■ **Task to carry out**:
Search the data for lines holding the word "door". State how many there are, and nothing else.

Extracted data entries:
::::
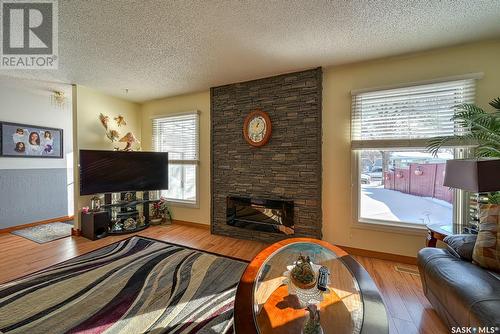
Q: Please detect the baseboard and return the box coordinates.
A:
[0,215,74,234]
[3,218,205,236]
[172,219,210,229]
[338,245,417,265]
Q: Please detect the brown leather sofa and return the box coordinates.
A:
[417,246,500,328]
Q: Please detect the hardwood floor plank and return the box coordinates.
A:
[355,256,414,322]
[388,316,400,334]
[393,317,420,334]
[0,223,447,333]
[407,274,449,334]
[353,255,448,334]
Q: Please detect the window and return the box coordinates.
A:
[352,78,476,227]
[153,112,199,206]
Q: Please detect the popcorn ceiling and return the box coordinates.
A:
[1,0,499,102]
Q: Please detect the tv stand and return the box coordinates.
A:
[81,191,162,240]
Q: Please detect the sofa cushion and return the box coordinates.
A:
[444,234,477,261]
[417,247,500,327]
[473,204,500,272]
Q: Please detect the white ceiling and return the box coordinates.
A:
[2,0,500,102]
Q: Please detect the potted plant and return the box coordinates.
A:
[427,97,500,204]
[427,97,500,158]
[151,197,172,225]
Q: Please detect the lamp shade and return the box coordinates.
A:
[443,159,500,192]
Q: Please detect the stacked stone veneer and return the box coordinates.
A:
[210,68,322,243]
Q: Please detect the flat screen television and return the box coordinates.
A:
[79,150,168,195]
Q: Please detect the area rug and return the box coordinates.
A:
[11,221,73,244]
[0,236,247,334]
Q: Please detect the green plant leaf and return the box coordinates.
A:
[489,97,500,111]
[428,98,500,158]
[488,192,500,204]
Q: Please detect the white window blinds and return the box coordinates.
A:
[152,112,199,163]
[351,79,475,149]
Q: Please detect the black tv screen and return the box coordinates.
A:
[79,150,168,195]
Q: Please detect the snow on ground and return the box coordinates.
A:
[361,185,452,225]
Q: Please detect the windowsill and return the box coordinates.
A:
[353,219,428,236]
[165,200,199,209]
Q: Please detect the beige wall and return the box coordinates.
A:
[140,91,211,225]
[322,39,500,256]
[73,85,141,228]
[139,39,500,256]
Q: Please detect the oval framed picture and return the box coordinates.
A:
[243,109,272,147]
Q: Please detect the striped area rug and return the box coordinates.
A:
[0,236,248,334]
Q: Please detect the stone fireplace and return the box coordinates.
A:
[211,68,322,243]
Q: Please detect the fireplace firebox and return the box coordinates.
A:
[226,196,294,235]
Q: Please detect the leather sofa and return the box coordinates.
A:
[417,247,500,328]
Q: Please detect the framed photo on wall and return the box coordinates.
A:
[0,122,64,158]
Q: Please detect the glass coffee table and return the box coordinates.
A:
[234,238,388,334]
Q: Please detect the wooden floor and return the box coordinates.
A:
[0,223,448,334]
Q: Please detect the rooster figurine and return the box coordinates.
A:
[291,254,316,289]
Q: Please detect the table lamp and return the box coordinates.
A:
[443,158,500,232]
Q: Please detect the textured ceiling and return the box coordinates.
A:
[2,0,500,102]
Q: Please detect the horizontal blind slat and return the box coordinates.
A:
[351,79,476,142]
[152,112,199,161]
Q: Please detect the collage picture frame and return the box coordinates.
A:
[0,121,64,159]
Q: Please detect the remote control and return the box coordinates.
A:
[317,266,329,291]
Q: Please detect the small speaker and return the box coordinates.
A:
[81,211,110,240]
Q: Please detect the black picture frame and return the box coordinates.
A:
[0,121,64,159]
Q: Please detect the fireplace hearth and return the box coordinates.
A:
[226,196,294,235]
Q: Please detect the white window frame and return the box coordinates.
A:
[152,111,200,208]
[350,75,480,231]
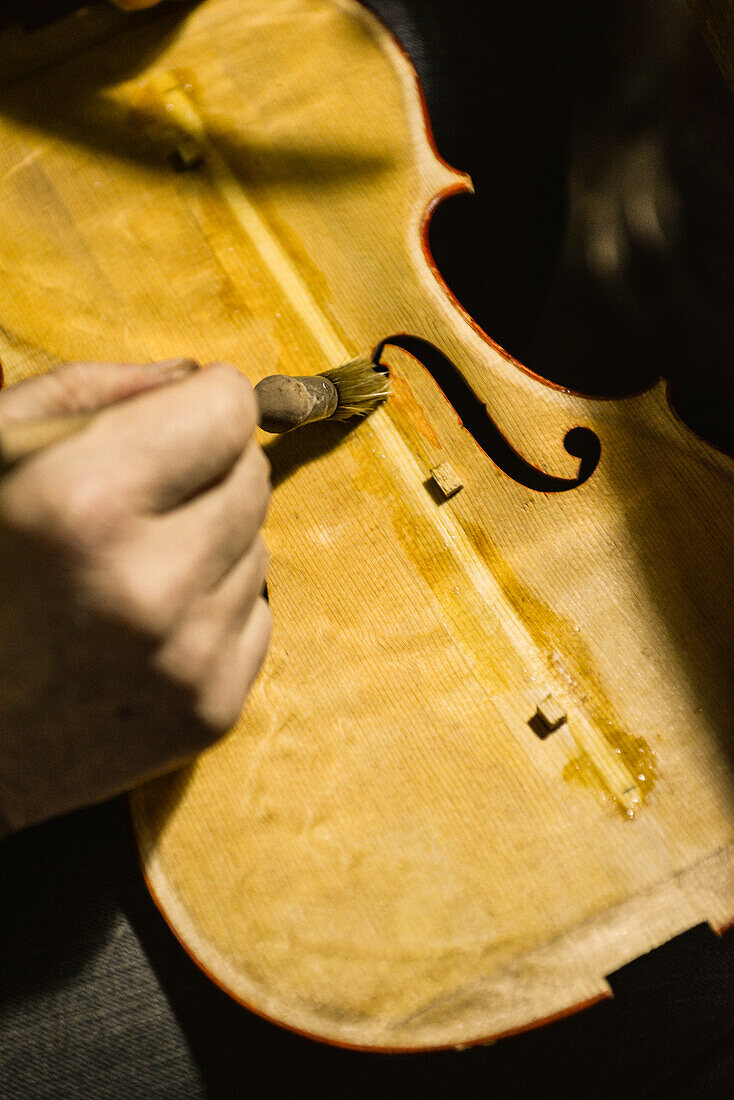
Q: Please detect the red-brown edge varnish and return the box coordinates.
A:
[126,0,732,1052]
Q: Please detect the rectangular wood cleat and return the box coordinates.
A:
[429,461,463,498]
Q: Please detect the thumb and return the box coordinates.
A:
[0,359,198,425]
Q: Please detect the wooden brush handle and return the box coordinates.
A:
[255,374,338,434]
[0,374,339,472]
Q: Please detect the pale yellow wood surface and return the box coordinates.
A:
[1,0,734,1050]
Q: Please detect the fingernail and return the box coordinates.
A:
[149,357,200,378]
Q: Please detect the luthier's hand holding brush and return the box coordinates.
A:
[0,356,389,471]
[0,354,386,832]
[0,357,275,834]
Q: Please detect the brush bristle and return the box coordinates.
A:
[320,356,390,421]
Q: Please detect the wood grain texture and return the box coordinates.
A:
[2,0,734,1050]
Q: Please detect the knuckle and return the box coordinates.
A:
[162,621,219,691]
[211,363,256,426]
[46,362,91,408]
[193,602,272,742]
[103,556,186,638]
[195,688,242,744]
[190,682,238,749]
[52,469,124,549]
[152,653,227,752]
[0,463,120,551]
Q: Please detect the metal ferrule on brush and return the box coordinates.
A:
[256,374,339,434]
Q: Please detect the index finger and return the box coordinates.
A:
[77,363,259,513]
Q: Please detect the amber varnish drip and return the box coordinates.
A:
[564,737,658,818]
[357,392,657,820]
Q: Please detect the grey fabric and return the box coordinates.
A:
[0,802,204,1100]
[1,911,205,1100]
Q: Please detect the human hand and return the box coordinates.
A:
[0,359,271,835]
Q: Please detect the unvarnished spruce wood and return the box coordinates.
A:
[1,0,733,1050]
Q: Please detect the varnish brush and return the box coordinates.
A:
[256,356,389,434]
[0,356,390,472]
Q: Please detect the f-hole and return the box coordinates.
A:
[374,334,601,493]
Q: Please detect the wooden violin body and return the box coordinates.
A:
[1,0,734,1050]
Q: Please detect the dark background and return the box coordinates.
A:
[2,0,734,1096]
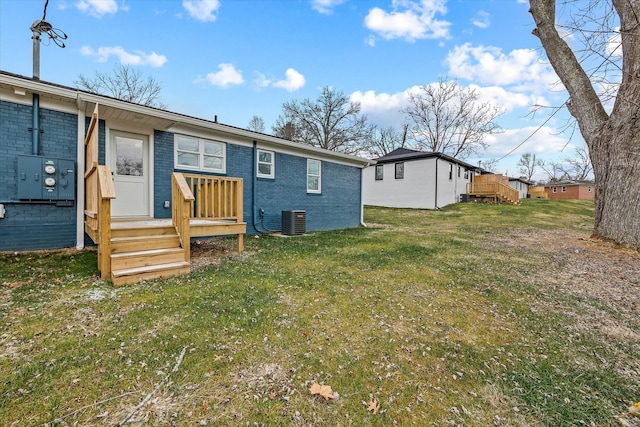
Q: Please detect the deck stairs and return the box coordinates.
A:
[109,220,190,286]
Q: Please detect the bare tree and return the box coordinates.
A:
[530,0,640,250]
[537,159,568,183]
[402,77,503,159]
[480,158,500,173]
[247,115,266,133]
[367,124,410,157]
[564,146,593,181]
[517,153,538,180]
[75,64,166,109]
[272,86,373,154]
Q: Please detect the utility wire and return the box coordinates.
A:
[498,28,622,162]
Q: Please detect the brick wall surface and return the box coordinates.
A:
[161,132,362,234]
[0,100,78,251]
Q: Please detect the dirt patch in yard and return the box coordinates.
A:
[498,228,640,374]
[189,238,254,270]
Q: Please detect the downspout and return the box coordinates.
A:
[31,94,40,155]
[252,141,258,233]
[75,96,85,249]
[434,157,439,209]
[360,164,368,227]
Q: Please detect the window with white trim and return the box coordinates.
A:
[375,164,384,180]
[307,159,321,193]
[449,164,453,180]
[562,186,567,192]
[257,149,275,178]
[395,162,404,179]
[175,135,226,173]
[588,186,592,192]
[552,186,557,193]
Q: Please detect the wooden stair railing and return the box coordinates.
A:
[172,172,196,263]
[181,173,245,252]
[466,182,519,205]
[96,166,116,278]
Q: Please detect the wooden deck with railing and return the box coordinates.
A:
[83,104,246,285]
[528,186,548,198]
[466,174,519,205]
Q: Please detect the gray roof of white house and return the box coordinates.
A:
[373,148,483,171]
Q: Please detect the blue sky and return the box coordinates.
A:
[0,0,583,178]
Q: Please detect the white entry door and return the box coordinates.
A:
[109,130,150,218]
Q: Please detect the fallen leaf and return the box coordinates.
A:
[367,399,380,414]
[269,391,277,399]
[309,382,334,400]
[630,404,640,417]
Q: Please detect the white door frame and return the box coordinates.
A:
[105,126,154,218]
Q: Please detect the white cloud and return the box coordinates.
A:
[470,84,535,113]
[471,10,490,29]
[80,46,167,67]
[183,0,220,22]
[76,0,118,17]
[481,127,570,159]
[605,29,622,57]
[254,68,306,91]
[445,43,557,90]
[311,0,346,15]
[364,0,451,43]
[203,63,244,87]
[273,68,306,91]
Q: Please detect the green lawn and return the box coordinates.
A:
[1,199,638,426]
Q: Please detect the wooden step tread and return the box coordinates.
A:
[111,247,183,259]
[111,261,190,278]
[111,234,177,242]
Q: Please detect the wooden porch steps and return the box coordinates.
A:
[109,220,190,286]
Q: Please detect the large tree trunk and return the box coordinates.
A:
[529,0,640,250]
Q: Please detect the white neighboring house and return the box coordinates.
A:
[508,177,533,200]
[363,148,482,209]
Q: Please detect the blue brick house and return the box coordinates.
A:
[0,71,372,283]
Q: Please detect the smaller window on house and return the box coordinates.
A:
[257,149,275,178]
[588,186,592,192]
[395,162,404,179]
[307,159,321,193]
[552,186,557,193]
[457,166,461,177]
[464,169,469,179]
[562,186,567,192]
[449,164,453,180]
[375,164,384,181]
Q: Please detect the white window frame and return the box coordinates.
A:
[174,135,226,173]
[257,149,275,179]
[307,158,321,194]
[562,186,567,192]
[552,186,557,193]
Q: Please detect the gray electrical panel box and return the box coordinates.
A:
[17,155,76,201]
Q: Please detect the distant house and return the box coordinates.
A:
[0,71,371,283]
[544,180,595,200]
[362,148,482,209]
[509,177,533,200]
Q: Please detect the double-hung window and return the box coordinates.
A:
[257,149,275,178]
[395,163,404,179]
[375,164,384,180]
[175,135,226,173]
[307,159,321,193]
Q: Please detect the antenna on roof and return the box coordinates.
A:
[31,0,67,79]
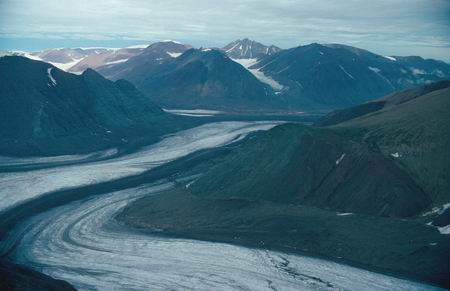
::::
■ **Answer area**:
2